## Brano assegnato
Io direi che a una gran parte dei docenti della secondaria siano ignoti
persino Dewey, Piaget e Bruner. Altro che Gardner e Feuerstein o Goleman!
Nelle "Nuove Indicazioni" la questione metodologico-didattica è trattata in
un paragrafo alquanto contenuto, laddove si parla di “ambienti di
apprendimento”. Ma è lì il vero cuore del problema e se non si parte da lì i
nuovi curricoli o gli obiettivi di apprendimento non hanno alcun senso.
Resta la vecchia didattica del libro di testo, della spiegazione in classe
con connessi rifiuto o “noia” da parte dei discenti per arrivare quindi
all’abbandono.
Certo la didattica non è tutto, lo sappiamo, ma, se si eccettua la scuola
elementare, quanti corsi di formazione trattano tali argomenti? Si parla di
laboratorialità, di “saper fare”, di contestualizzazione degli
apprendimenti; ma quanti sono nelle condizioni di attuare un vero
insegnamento laboratoriale?

## Materiale fornito
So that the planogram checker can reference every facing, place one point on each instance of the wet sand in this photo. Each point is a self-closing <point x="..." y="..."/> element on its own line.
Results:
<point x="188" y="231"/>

## Compiti
- A) Trascrivi senza alcuna modifica, dal brano sulla didattica, tutto il testo che va da "Certo la didattica" giù fino a "insegnamento laboratoriale?".
- B) Prosegui il brano sulla didattica a partire dall'ultima frase riportata.

## Risultati dei compiti
- A)
Certo la didattica non è tutto, lo sappiamo, ma, se si eccettua la scuola
elementare, quanti corsi di formazione trattano tali argomenti? Si parla di
laboratorialità, di “saper fare”, di contestualizzazione degli
apprendimenti; ma quanti sono nelle condizioni di attuare un vero
insegnamento laboratoriale?

- B)
Qui non si tratta di imporre una nuova didattica di Stato (come poteva
apparire in fondo quella della scorsa legislatura), ma anche le "unità di
apprendimento" potevano costituire un terreno fertile di confronto e di
avanzamento per la classe insegnante. Quando nella primavera del 2003 fu
proposto un Piano nazionale di formazione con un timido tentativo di
renderlo obbligatorio (nota del 10 aprile 2003 contenente le Linee guida), i
docenti, appoggiati dalle OOSS, insorsero e il Ministro dovette fare marcia
indietro (Comunicazione di servizio del 5 giugno succcesivo).
Sappiamo come si è riusciti a smontare la proposta di un Codice deontologico
e di un nuovo stato giuridico, per paura che introducesse doveri non
“contrattabili”; sappiamo come da almeno tre Contratti si parla di superare
l’appiattimento della funzione docente e .. poi non c’è mai il modo di
realizzare una carriera docente!.
Almeno su questo punto dell’aggiornamento obbligatorio nei modi da definire,
il nuovo Ministro dovrà impegnarsi. Purtroppo non c’è traccia di questo
impegno nei documenti apparsi in questi giorni da parte del gruppo del
“Buonsenso” o di quello che insiste sul “merito nella Scuola”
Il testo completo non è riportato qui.